▶ [What is required]:
The data follows this line. Copy verbatim the line with "point | a marker on each instance of the clear" and each line after it to the end.

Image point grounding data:
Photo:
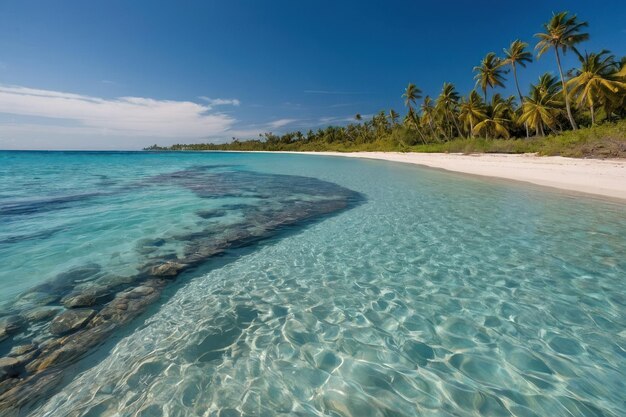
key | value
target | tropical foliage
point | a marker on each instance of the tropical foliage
(591, 94)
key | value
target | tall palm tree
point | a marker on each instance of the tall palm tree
(542, 107)
(447, 104)
(596, 82)
(411, 95)
(428, 114)
(561, 33)
(393, 117)
(472, 111)
(517, 54)
(495, 123)
(489, 73)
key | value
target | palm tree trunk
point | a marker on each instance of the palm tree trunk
(521, 98)
(567, 106)
(456, 124)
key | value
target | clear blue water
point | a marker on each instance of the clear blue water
(433, 294)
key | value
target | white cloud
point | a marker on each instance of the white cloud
(280, 123)
(220, 101)
(123, 116)
(328, 92)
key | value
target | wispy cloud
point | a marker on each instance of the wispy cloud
(333, 92)
(220, 101)
(280, 123)
(131, 116)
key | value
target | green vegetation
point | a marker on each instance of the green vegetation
(592, 96)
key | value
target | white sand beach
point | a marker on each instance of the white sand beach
(594, 176)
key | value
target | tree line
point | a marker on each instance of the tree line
(591, 93)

▶ [Answer to this problem]:
point | a marker on each instance of the clear blue water
(433, 294)
key | value
target | white cloud
point | a marker on each instance of the white cloud
(280, 123)
(220, 101)
(123, 116)
(328, 92)
key | value
target | wispy cloud
point | a marker on each instance of the wispy cloud
(333, 92)
(220, 101)
(280, 123)
(131, 116)
key | value
target | green vegetation
point | a marker on each instance of the green vegetation
(592, 96)
key | value
target | white sand beach
point | a marker on each instance of the white sand beach
(594, 176)
key | value
target | tree line
point | a marker on each instance of the tree line
(591, 93)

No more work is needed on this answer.